Exercise: From the first line to the last, copy the data below word for word.

[Point localization data]

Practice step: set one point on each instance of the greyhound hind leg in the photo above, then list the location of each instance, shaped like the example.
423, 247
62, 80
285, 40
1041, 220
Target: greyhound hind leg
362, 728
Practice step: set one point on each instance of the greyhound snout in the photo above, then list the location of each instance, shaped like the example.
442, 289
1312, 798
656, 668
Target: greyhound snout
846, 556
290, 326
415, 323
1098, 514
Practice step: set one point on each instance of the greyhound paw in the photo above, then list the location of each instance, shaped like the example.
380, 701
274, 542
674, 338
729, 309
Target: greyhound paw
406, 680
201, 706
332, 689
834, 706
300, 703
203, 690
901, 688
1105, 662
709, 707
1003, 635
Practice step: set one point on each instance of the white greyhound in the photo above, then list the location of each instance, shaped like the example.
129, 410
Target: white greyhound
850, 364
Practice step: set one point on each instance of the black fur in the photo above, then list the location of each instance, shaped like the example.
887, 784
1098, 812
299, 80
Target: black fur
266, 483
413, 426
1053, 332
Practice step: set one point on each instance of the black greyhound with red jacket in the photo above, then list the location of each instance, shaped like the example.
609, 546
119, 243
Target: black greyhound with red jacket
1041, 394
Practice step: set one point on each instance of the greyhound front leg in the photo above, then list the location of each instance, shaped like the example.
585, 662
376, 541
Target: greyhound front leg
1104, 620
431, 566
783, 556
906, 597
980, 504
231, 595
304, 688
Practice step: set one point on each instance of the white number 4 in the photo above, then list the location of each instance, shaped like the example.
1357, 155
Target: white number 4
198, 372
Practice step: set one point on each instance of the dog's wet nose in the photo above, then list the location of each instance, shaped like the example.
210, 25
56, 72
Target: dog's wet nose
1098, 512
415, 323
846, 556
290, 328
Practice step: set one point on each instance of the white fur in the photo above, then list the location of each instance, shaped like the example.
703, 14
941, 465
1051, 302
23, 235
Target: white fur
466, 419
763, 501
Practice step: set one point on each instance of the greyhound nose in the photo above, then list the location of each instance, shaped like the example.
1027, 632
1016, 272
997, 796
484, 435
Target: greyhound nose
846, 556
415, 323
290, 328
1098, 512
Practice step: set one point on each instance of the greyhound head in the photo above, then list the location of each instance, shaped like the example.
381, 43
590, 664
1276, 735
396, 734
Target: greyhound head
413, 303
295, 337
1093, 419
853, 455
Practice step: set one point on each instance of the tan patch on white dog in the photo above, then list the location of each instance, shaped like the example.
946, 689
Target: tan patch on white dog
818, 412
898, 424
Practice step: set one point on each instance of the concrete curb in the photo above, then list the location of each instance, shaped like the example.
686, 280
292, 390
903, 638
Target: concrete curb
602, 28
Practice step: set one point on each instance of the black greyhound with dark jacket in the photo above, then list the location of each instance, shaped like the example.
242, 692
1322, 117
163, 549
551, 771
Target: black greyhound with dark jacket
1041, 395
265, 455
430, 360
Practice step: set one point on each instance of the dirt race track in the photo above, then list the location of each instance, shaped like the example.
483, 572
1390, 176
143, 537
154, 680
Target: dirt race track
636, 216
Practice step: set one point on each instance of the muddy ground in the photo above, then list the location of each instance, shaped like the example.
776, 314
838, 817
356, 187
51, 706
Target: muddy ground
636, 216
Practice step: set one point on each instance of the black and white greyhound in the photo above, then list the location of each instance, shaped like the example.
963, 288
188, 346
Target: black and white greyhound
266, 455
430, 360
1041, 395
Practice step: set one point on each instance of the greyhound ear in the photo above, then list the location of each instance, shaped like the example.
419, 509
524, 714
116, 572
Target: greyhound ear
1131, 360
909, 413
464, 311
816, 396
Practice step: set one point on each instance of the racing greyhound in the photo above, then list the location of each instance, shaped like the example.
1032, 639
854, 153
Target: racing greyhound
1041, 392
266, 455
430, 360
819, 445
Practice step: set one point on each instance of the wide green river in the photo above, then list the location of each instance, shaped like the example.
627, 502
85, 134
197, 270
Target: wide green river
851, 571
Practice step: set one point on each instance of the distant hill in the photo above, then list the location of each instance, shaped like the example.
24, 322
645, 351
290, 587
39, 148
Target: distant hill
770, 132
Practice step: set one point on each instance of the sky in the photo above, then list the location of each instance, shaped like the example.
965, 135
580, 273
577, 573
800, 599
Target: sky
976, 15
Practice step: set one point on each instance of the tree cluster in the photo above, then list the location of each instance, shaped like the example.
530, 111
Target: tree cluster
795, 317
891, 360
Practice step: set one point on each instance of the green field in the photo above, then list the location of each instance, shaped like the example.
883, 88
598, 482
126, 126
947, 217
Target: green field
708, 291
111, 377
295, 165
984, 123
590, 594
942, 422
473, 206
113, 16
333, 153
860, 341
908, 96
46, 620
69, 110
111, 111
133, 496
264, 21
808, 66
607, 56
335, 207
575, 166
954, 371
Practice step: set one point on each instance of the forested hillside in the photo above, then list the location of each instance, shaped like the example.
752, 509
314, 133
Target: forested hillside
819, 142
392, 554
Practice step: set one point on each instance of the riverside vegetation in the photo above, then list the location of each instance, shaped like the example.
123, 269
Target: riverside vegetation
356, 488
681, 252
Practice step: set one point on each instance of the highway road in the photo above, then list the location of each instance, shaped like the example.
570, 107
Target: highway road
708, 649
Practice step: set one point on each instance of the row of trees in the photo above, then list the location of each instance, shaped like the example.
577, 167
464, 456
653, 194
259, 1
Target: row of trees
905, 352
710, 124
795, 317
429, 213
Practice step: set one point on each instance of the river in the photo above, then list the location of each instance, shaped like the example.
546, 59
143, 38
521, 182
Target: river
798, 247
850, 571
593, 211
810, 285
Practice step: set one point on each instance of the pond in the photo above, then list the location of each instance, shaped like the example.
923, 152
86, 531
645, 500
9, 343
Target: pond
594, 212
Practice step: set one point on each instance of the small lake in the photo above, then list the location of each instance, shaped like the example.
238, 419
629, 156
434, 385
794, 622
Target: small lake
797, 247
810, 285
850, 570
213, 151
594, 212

Final answer:
Practice step: set one point on each instance of the greyhound hind leg in the photo above, then list the location of each instance, shaped like the example.
423, 247
62, 80
285, 40
1041, 220
Target: greyhound hind leg
362, 728
Practice step: set one point on each instance of the greyhound snout in the photo above, then list the location of each instance, shaped like the example.
442, 289
1312, 798
656, 668
Target: greyhound snout
846, 556
290, 326
415, 323
1098, 514
Practice step: set one point on each instance of the greyhound paw in the photo above, then list the location of each instance, shaped like the example.
380, 701
274, 542
674, 338
729, 309
Target: greyhound paw
406, 680
201, 706
332, 689
834, 706
300, 703
203, 690
901, 688
1105, 662
709, 707
1003, 635
Practice step: set one point on each instance of the white greyhound in the photo above, then list the location of each instance, shaped like the example.
129, 410
Target: white greyhound
850, 364
Practice step: set one point on each instance of the black fur in the photo above, then list the location of each instance, shaped like the example.
887, 784
1098, 812
299, 80
Target: black fur
266, 483
413, 426
1053, 332
Practice step: set one point on each instance of the black greyhound with red jacket in the photo above, then list the location of each instance, shaped like the example.
609, 546
119, 243
Target: black greyhound with red jacket
1041, 394
Practice step: set one point on each instance of the greyhound front leg in the photo above, then list the location of each instance, shaped like the example.
585, 662
376, 541
Target: greyhound front leg
1104, 620
431, 566
783, 556
906, 597
980, 504
231, 595
304, 688
Practice step: set one point on each instance of the white number 4 in the photo above, then list the location of each instance, shaped like the example.
1357, 155
Target: white number 4
198, 372
Practice step: set one point on each instance of the dog's wet nose in the photo above, then list the location of each instance, shaped like the example.
210, 25
56, 72
Target: dog's wet nose
1098, 512
415, 323
846, 556
290, 328
Practice step: set one point on each instance of the white fur in the photo above, then list the location of each instance, shaped like the example.
703, 14
941, 465
1051, 302
23, 235
Target: white fur
466, 419
763, 501
Practice step: set one point on each instance of the greyhound nose in the photo above, then list the location of each instance, shaped like the example.
1027, 632
1016, 272
997, 796
484, 435
Target: greyhound nose
846, 556
415, 323
290, 328
1098, 512
Practice step: set one point on each instance of the greyhound head in the photo above, then list the location of each instance, shaped like the example.
381, 43
590, 664
1276, 735
396, 734
Target: greyhound head
413, 303
295, 337
1093, 419
853, 455
Practice step: set one point on each instance of the tan patch on white dog in the photo above, then list the location of each instance, shaped like the example.
946, 689
Target: tan patch on white dog
818, 412
898, 424
Practice step: set one point on each instance of the concrete curb in the photo above, then list the location of each instance, shaped like the example.
686, 280
292, 390
903, 638
Target: concrete curb
602, 28
Practice step: set one point on each instance of the black greyhound with dark jacket in the photo above, then list the location of each instance, shaped like the example.
242, 692
1322, 117
163, 549
551, 771
Target: black greyhound with dark jacket
1041, 395
265, 455
430, 360
Practice step: set one point on each instance of the dirt race track in the photo above, then list the location of each instance, shaped like the example.
483, 572
1390, 176
143, 537
154, 680
Target: dirt race track
636, 216
Practice step: set one point on each instance of the muddy ground in the photo above, then list the location of each instance, shaped like the example.
776, 314
838, 817
356, 187
51, 706
Target: muddy ground
636, 216
Practice step: set one point on each instance of the black and white greyhound in the photo above, then list the location of each instance, shaped like the example.
963, 288
188, 346
Target: black and white greyhound
266, 455
430, 360
1041, 395
Practice step: set one point on each instance of the greyhound ear in the photo above, then list the location of each instance, shaped like the example.
419, 509
524, 714
116, 572
Target: greyhound ear
1131, 360
909, 413
464, 311
816, 396
Practice step: set one point on each instance of the racing greyhound in the photo above, then list the location of each instance, shaped like the example.
1032, 639
854, 153
Target: racing greyhound
1041, 392
266, 455
430, 360
819, 445
Practice step: set one point on each instance of the wide green river in the photo above, then list the location of each instance, shaped like the example.
627, 502
85, 134
197, 270
Target: wide green river
851, 571
Practice step: set one point on each instance of the distant hill in the photo above, then list the location of each instance, shaped like the example.
24, 322
645, 351
290, 587
39, 148
Target: distant hill
770, 132
Practice step: set one point on each instance of the sky in the photo above, then list the location of each instance, shaped like the example.
965, 135
580, 273
577, 573
800, 599
Target: sky
976, 15
Practice step: set one point on each instance of the tree cluster in the photo above, then list the location of each instance, shaped like the example.
530, 111
Target: tree cluster
795, 317
891, 360
Practice step: set one point on each instance of the green field in the photo above, then list the location of each instance, shaped like the example.
883, 88
598, 482
126, 126
947, 217
Target: green field
708, 291
111, 377
295, 165
984, 123
590, 594
942, 422
473, 206
113, 16
333, 153
860, 341
908, 96
46, 620
69, 110
111, 111
133, 496
264, 21
808, 66
607, 56
335, 207
575, 166
954, 371
Practice step: set one point on each instance of the forested hillside in the photo above, then list the location of each instance, shaped like the example.
752, 509
314, 133
Target: forested hillside
819, 142
392, 554
Practice step: set one point on each instance of the riverside vegetation in the photo above, then list the location of each instance, shaped like the example.
123, 269
Target: riverside vegetation
356, 488
681, 252
Practice step: set one point on each instance of the highway road in the photo above, then list the location of each instance, shaped like the example.
570, 107
Target: highway road
708, 649
Practice step: set one point on each instance of the row of trees in the photo above, then list the location of each instance, shaped like the example.
577, 167
464, 456
653, 194
259, 1
Target: row of trees
905, 352
710, 124
795, 317
429, 213
Practice step: set one point on each instance of the river in the photo above, then list the location of each instance, shaped like the example.
546, 59
143, 38
521, 182
Target: river
798, 247
850, 571
593, 211
810, 285
Practice step: set one point on each instance of the pond in the photo above, then list the location of each instance, shaped like the example.
923, 152
86, 531
645, 500
9, 343
Target: pond
594, 212
Practice step: set one point on each instance of the small lake in the photo above, then list the location of each instance, shaped like the example.
238, 419
629, 156
434, 385
794, 622
Target: small lake
797, 247
810, 285
850, 570
213, 151
594, 212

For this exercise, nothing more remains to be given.